- _待办任务_
- A) 在下方的变异分析笔记中,mutator_object 方法返回的是哪个类的实例?
- B) 列出下方变异分析笔记里 MuFunctionAnalyzer 类中定义的全部方法名。
- C) 请从下方变异分析笔记的结尾处接着往下写。
=== 阅读摘录 ===
毕设-Fuzz-4


NoteBook阅读

Mutation Analyze

关于ast–Abstract Syntax Trees 可算是找到一篇讲的非常清楚的博客了. 看了之后自己又调试了一遍代码,清楚多了

https://www.cnblogs.com/qiulinzhang/p/14258626.html

清楚这个之后,再去搞清楚这一小节写的代码逻辑,想必应该要轻松不少了.

7 A Simple mutator for Function

总算搞清楚这个代码的逻辑了

  • 第一开始初始化的时候,并没有直接修改源代码,只是做了一个统计. 看一下需要变异的节点有多少个

  • 后面provoke generate_mutant函数将location传递进来的时候才会发生突变. 换句话说, 这个location的具体含义是要在第几个变异节点发生变异

  • 在 generate_mutant函数中mutant_ast = self.pm.mutator_object(location).visit(ast.parse(self.pm.src)) # copy中的ast.parse(self.pm.src)就是每一次都把源代码解析的ast对象传递进去, 目的就是为了控制变量. 这样就能获取到每一个单个突变位置的突变. 最后再利用diff库中的函数进行与原始版本的比较.

作者把类中的函数分开来讲解,确实在对单个函数的说明上起到了一定的作用.但是对于类整体的功能理解上, 还是有一定的影响

我把单独的代码整合到了一起去看代码的逻辑, 终于清晰了不少

整合代码

class MuFunctionAnalyzer:
    
    def __iter__(self):
        print("__iter__")
        return PMIterator(self)
    
    def __init__(self, fn, log=False):
        self.fn = fn
        self.name = fn.__name__
        src = inspect.getsource(fn) # 获取源码
        self.ast = ast.parse(src)
        self.src = ast.unparse(self.ast)  # normalize
        self.mutator = self.mutator_object()
        self.nmutations = self.get_mutation_count()
        self.un_detected = set()
        self.mutants = []
        self.log = log

    def mutator_object(self, locations=None):
        return StmtDeletionMutator(locations)

    def register(self, m):
        self.mutants.append(m)

    def finish(self):
        pass
    
    def get_mutation_count(self):
        self.mutator.visit(self.ast)
        return self.mutator.count
    
    
class StmtDeletionMutator(ast.NodeTransformer):
    
    def __init__(self, mutate_location=-1):
        self.count = 0
        self.mutate_location = mutate_location
    
    def mutation_visit(self, node): return ast.Pass()
=== 数据行 ===
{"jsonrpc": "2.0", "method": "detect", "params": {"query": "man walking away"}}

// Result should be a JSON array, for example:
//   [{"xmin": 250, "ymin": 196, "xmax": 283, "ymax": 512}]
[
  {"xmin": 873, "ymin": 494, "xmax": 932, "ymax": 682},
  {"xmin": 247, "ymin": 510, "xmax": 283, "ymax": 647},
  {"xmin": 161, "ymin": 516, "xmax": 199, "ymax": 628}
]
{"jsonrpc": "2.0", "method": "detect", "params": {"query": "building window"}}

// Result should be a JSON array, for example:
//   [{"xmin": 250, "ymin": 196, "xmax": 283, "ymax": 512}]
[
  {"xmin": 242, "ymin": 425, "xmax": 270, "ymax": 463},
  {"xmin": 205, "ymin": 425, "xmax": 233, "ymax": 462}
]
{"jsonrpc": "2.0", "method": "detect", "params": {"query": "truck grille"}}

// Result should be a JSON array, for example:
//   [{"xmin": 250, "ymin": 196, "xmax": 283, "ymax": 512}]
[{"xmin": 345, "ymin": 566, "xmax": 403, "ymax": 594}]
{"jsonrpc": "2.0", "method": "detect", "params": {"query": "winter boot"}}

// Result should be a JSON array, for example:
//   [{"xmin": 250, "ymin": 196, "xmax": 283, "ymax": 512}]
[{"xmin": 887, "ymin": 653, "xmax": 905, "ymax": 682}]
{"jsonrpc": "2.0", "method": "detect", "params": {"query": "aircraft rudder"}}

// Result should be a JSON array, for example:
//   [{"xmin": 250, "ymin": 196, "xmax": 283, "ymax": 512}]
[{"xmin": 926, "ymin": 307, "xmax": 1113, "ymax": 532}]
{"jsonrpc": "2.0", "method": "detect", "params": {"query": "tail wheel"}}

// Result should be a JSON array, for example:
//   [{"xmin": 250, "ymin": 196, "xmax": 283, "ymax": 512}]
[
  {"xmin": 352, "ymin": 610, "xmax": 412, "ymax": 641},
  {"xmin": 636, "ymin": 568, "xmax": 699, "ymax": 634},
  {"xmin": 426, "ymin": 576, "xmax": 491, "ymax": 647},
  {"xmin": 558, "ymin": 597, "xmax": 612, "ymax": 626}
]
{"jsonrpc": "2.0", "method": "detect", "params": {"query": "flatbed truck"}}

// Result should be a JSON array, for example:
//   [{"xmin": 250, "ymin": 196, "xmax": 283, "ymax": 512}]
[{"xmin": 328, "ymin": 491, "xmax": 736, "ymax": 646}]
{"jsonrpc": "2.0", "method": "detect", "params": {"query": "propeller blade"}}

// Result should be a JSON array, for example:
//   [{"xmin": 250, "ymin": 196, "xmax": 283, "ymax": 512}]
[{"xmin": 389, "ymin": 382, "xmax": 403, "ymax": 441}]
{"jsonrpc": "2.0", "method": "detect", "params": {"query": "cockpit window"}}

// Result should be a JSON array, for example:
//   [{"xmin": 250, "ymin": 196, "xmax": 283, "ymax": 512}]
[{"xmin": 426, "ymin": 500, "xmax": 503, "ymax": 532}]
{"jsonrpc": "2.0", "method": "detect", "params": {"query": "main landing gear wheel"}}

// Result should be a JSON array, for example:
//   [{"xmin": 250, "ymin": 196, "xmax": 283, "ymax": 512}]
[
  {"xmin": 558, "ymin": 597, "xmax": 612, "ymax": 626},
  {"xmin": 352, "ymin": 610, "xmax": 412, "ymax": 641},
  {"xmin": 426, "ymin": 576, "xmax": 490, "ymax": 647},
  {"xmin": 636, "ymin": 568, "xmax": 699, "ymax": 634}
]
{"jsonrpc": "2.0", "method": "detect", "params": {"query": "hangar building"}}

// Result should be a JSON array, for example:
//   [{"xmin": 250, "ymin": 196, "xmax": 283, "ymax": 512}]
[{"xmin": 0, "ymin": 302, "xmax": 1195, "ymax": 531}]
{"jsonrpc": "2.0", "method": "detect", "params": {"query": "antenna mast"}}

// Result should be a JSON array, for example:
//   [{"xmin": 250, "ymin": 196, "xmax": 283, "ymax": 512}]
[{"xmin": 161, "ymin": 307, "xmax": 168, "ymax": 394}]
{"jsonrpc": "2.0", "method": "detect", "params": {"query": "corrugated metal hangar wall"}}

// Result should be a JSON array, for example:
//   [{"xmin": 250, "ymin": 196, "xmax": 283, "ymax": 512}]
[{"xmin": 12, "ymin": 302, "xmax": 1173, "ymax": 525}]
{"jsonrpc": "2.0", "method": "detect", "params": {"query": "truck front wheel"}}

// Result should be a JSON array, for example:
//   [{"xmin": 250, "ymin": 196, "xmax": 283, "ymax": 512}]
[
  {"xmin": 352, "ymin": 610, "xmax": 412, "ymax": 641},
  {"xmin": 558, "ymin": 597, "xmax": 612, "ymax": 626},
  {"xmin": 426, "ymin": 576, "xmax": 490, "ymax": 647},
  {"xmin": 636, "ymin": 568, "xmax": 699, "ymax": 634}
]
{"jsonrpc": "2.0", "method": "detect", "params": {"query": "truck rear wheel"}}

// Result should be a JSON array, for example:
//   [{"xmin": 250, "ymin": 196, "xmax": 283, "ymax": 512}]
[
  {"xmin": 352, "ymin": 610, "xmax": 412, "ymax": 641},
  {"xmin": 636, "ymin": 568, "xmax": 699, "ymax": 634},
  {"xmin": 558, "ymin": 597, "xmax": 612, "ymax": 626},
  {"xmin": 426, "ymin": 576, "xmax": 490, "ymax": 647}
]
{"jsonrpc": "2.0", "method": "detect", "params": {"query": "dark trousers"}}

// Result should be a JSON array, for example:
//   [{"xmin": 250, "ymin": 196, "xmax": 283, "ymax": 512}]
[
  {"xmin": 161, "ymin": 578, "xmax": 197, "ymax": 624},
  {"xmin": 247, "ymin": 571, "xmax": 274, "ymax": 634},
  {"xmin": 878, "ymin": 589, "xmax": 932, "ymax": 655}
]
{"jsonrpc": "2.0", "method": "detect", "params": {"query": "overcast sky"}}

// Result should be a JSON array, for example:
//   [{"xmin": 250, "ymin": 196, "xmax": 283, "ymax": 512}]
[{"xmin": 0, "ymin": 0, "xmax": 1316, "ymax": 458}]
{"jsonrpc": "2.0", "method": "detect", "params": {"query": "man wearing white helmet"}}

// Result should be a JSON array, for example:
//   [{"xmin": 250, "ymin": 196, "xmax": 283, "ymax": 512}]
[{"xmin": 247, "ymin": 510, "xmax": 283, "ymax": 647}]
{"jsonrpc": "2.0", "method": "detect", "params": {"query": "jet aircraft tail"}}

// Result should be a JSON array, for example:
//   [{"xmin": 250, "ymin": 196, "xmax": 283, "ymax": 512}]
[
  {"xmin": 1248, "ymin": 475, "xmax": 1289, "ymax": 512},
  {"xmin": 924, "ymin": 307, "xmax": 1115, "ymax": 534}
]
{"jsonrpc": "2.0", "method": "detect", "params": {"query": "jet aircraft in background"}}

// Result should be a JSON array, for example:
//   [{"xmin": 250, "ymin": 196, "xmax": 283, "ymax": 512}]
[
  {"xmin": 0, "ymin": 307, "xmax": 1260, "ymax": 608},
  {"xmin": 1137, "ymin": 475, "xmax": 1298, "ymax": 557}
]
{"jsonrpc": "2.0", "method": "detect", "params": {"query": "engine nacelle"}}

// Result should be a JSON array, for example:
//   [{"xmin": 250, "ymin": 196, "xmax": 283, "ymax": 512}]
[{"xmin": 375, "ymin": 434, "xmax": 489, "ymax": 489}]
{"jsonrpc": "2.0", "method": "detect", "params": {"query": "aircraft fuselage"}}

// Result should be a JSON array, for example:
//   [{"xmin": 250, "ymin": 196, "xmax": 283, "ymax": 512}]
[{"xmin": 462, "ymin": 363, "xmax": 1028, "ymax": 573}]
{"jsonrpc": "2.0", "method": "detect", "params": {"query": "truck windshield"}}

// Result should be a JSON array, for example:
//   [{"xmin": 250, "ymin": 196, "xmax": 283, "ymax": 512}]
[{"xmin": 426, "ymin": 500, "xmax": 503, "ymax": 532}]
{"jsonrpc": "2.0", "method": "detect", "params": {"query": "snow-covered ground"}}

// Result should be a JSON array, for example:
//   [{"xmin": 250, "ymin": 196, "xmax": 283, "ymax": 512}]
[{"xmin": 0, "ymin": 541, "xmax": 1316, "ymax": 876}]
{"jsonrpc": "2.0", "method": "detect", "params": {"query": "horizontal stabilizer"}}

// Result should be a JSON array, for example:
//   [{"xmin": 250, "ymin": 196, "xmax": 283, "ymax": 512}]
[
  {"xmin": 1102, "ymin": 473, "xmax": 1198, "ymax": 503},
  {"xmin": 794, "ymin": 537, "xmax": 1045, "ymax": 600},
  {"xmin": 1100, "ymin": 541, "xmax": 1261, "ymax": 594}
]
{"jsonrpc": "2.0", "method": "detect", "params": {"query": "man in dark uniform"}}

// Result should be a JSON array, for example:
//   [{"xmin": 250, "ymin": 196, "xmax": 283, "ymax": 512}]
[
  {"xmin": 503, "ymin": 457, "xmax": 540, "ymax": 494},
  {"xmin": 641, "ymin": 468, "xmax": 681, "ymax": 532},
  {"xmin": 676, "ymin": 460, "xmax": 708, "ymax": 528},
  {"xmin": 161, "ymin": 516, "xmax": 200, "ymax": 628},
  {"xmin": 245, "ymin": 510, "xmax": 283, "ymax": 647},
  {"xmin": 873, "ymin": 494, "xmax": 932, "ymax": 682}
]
===
- _答案列表_
- A) StmtDeletionMutator 类的实例。

- B) __iter__、__init__、mutator_object、register、finish、get_mutation_count

- C)
    def mutable_visit(self, node):
        self.count += 1  # statements start at line no 1
        if self.count == self.mutate_location:
            print("进行替换")
            return self.mutation_visit(node)
        return self.generic_visit(node)
    
    def visit_Return(self, node): 
        print("visit_Return")
        return self.mutable_visit(node)
    def visit_Delete(self, node): return self.mutable_visit(node)

    def visit_Assign(self, node): return self.mutable_visit(node)
    def visit_AnnAssign(self, node): return self.mutable_visit(node)
    def visit_AugAssign(self, node): return self.mutable_visit(node)

    def visit_Raise(self, node): return self.mutable_visit(node)
    def visit_Assert(self, node): return self.mutable_visit(node)

    def visit_Global(self, node): return self.mutable_visit(node)
    def visit_Nonlocal(self, node): return self.mutable_visit(node)

    def visit_Expr(self, node): return self.mutable_visit(node)

    def visit_Pass(self, node): return self.mutable_visit(node)
    def visit_Break(self, node): return self.mutable_visit(node)
    def visit_Continue(self, node): return self.mutable_visit(node)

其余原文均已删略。